YOUR OBJECTIVE
Write each line out again exactly as written.

DATA FOR THIS TASK
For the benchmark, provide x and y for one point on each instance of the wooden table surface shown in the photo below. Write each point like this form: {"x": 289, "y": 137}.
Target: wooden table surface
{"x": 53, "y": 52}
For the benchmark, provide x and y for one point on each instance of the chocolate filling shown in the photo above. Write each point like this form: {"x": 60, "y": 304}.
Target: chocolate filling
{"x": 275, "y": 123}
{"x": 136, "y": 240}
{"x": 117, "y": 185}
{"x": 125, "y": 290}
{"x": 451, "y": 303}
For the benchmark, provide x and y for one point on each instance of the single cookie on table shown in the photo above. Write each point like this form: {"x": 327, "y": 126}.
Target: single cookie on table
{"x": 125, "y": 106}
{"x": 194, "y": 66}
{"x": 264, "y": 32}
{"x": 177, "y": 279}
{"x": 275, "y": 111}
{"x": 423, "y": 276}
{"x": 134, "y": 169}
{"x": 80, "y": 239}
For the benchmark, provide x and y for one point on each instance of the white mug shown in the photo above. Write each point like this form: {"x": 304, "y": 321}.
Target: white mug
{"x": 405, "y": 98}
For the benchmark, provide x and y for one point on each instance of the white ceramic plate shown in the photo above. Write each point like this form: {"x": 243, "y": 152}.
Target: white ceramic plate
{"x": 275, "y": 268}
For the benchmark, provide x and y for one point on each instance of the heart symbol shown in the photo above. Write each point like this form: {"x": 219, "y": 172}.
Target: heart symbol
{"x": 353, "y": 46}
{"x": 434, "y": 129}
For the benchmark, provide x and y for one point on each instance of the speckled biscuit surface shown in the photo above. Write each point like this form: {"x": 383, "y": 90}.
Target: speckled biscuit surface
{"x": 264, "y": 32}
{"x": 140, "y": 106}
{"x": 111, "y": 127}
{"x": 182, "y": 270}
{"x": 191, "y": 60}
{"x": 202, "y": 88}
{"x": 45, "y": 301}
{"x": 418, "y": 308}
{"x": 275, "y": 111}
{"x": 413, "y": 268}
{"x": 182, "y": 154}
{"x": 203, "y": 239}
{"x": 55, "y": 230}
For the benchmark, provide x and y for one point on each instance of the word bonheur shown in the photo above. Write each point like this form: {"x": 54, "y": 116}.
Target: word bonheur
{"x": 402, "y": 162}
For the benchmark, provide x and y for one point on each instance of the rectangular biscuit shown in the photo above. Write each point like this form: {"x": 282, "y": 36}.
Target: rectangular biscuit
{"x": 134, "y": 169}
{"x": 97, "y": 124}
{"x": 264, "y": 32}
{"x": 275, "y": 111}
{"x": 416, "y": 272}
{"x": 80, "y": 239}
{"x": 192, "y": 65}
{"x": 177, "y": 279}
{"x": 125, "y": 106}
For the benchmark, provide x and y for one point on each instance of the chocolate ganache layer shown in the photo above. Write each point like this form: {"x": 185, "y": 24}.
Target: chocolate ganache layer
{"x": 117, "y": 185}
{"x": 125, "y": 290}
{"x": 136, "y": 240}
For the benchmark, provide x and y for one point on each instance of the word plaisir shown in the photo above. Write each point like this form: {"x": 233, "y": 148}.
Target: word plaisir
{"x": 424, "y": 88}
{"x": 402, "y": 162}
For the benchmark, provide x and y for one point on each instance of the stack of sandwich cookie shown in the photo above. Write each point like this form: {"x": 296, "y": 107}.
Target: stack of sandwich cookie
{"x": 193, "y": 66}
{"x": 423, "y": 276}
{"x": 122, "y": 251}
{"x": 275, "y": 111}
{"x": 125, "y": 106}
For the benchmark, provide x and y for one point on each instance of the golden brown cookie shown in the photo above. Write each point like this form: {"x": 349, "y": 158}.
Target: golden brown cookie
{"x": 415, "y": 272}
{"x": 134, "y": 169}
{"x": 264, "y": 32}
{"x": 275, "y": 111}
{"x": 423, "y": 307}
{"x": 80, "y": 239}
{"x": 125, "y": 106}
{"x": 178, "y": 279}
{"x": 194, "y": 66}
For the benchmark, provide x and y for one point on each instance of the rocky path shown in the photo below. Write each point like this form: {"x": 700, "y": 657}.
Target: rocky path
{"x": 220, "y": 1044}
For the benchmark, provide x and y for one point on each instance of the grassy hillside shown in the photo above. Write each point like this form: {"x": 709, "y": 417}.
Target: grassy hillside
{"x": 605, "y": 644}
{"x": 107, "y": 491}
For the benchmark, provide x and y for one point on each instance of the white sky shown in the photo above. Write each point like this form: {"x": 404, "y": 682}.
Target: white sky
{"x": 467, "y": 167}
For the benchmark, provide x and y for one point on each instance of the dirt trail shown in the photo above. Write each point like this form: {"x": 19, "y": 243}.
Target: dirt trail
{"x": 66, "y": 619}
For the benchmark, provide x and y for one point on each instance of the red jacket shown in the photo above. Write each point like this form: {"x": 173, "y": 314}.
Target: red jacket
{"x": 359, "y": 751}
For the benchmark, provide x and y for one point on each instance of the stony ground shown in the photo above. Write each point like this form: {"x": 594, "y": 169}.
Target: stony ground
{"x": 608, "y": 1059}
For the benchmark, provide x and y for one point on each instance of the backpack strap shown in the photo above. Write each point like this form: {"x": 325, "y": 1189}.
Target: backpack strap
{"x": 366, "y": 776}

COMPLETE OUTPUT
For the benchmark, provide x and y for one point on each instance of the wooden table surface shown in the photo below. Write each point like this form: {"x": 289, "y": 137}.
Target: wooden table surface
{"x": 53, "y": 52}
For the benchmark, provide x and y for one point on each instance of the chocolate filling shown in the photo above. Write each point like this form: {"x": 60, "y": 304}.
Target: chocolate filling
{"x": 275, "y": 123}
{"x": 136, "y": 240}
{"x": 117, "y": 185}
{"x": 125, "y": 290}
{"x": 451, "y": 303}
For the benchmark, provide x and y for one point on each instance of the single cookie on table shown in the photo above. Write each point like this form: {"x": 327, "y": 126}.
Target: single cookie on table
{"x": 125, "y": 106}
{"x": 194, "y": 66}
{"x": 264, "y": 32}
{"x": 177, "y": 279}
{"x": 275, "y": 111}
{"x": 423, "y": 276}
{"x": 134, "y": 169}
{"x": 80, "y": 239}
For the benchmark, provide x and y for one point on each instance of the white mug shown in the photo above. Write each point like this form: {"x": 304, "y": 321}.
Target: white mug
{"x": 405, "y": 98}
For the benchmark, provide x and y for one point on each instance of the white ceramic plate shown in the photo above. Write each point like this form: {"x": 243, "y": 152}.
Target: white ceramic plate
{"x": 275, "y": 268}
For the benchmark, provide x and y for one point on each instance of the heart symbol shown in the photo above. Write each point like this form: {"x": 219, "y": 172}.
Target: heart symbol
{"x": 353, "y": 46}
{"x": 434, "y": 129}
For the benchmark, provide x and y for one point on each instance of the speckled biscuit surface shown in the photo above. Write each point like this form: {"x": 383, "y": 90}.
Target: speckled biscuit surface
{"x": 264, "y": 32}
{"x": 140, "y": 106}
{"x": 111, "y": 127}
{"x": 182, "y": 270}
{"x": 191, "y": 60}
{"x": 202, "y": 88}
{"x": 45, "y": 301}
{"x": 418, "y": 308}
{"x": 275, "y": 111}
{"x": 413, "y": 268}
{"x": 182, "y": 154}
{"x": 203, "y": 239}
{"x": 55, "y": 230}
For the benchmark, provide x and y for one point on each instance of the word bonheur shown in the photo above. Write each point like this form: {"x": 54, "y": 116}.
Target: word bonheur
{"x": 402, "y": 162}
For the benchmark, provide x and y for one point on each instance of the rectangular biscuit shown in the photo above. Write each point like this form: {"x": 282, "y": 36}.
Target: rectangular biscuit
{"x": 134, "y": 169}
{"x": 97, "y": 124}
{"x": 264, "y": 32}
{"x": 275, "y": 111}
{"x": 416, "y": 272}
{"x": 80, "y": 239}
{"x": 192, "y": 65}
{"x": 177, "y": 279}
{"x": 125, "y": 106}
For the benchmark, provide x and y for one point on each instance of the chocolate ganache layer shown in the photo above. Write each point like this form: {"x": 185, "y": 24}.
Target: chocolate ganache layer
{"x": 117, "y": 185}
{"x": 125, "y": 290}
{"x": 136, "y": 240}
For the benchmark, provide x and y for one point on each instance of the word plaisir shown in the photo above. Write each point like this form: {"x": 233, "y": 148}.
Target: word plaisir
{"x": 424, "y": 88}
{"x": 402, "y": 162}
For the benchmark, provide x and y for one point on each instance of the stack of sandwich cookie shown in the photo above. Write each point like this form: {"x": 296, "y": 107}.
Target: stack of sandwich cookie
{"x": 193, "y": 66}
{"x": 423, "y": 276}
{"x": 122, "y": 251}
{"x": 275, "y": 111}
{"x": 125, "y": 106}
For the benchmark, provide x and y for one point on each instance of the golden brown cookie shown in the photo above. Write each point like this form: {"x": 349, "y": 158}.
Target: golden brown cookie
{"x": 415, "y": 272}
{"x": 134, "y": 169}
{"x": 264, "y": 32}
{"x": 275, "y": 111}
{"x": 423, "y": 307}
{"x": 80, "y": 239}
{"x": 125, "y": 106}
{"x": 178, "y": 279}
{"x": 194, "y": 66}
For the benchmark, provide x and y for one point on each instance of the rocky path shown in the photo below. Write each point like this form: {"x": 700, "y": 657}.
Target: rocky path
{"x": 220, "y": 1044}
For the benchmark, provide x and y for one point on each instance of the grassy hillside shown in the photo above. Write each point like this form: {"x": 709, "y": 417}.
Target: grassy hillside
{"x": 605, "y": 644}
{"x": 107, "y": 491}
For the benchmark, provide x and y for one point on each instance of the white sky shown in the photo above. Write each point like this form: {"x": 404, "y": 682}.
Target: white sky
{"x": 467, "y": 167}
For the benchmark, provide x and y for one point on each instance of the dirt trail shown in the photo above. Write each point like this form: {"x": 19, "y": 243}.
Target: dirt trail
{"x": 66, "y": 619}
For the benchmark, provide x and y for one point on each instance of the red jacket shown in the photo above. Write each point like this form: {"x": 173, "y": 314}.
Target: red jacket
{"x": 359, "y": 751}
For the benchmark, provide x and y for one point on each instance of the stony ground shown in the photo above. Write each point like this form: {"x": 594, "y": 169}.
Target: stony ground
{"x": 608, "y": 1059}
For the benchmark, provide x and y for one point on each instance of the backpack strap shown in the photo above. Write each point like this form: {"x": 325, "y": 1189}.
Target: backpack strap
{"x": 366, "y": 776}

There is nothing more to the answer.